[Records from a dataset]
^^^^

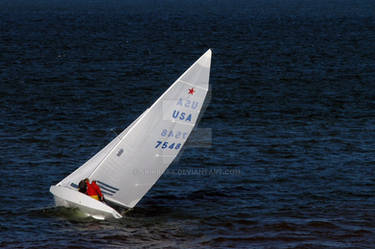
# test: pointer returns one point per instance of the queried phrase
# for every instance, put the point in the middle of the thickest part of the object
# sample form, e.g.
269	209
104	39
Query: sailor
93	190
82	187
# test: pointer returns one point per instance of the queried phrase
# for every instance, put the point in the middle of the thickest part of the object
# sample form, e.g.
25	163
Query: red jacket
93	189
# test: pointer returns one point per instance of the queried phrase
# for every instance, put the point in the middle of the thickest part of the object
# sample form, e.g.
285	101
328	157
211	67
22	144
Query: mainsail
131	163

^^^^

→ Exercise details
Pictures in the records above are to be left out of an otherwise exact copy.

→ Answer box
# test: pointer returns one point per instance of the queried phrase
# for every instance, put the point in the middle of the thickest part of the object
# sample form, e.g.
269	209
104	39
Query: sailor
93	190
82	187
# test: pointer returns one point per instance of the queried phrase
# for every instance, put the point in the middle of the thickest part of the object
# sample form, e.g.
25	163
Query: red jacket
93	189
# test: pointer returns one point per instance of the queried phrase
# for every instance, put the point in the middle of the thickest part of the object
# sample form, e.g.
285	101
328	157
211	67
22	144
Query: mainsail
131	163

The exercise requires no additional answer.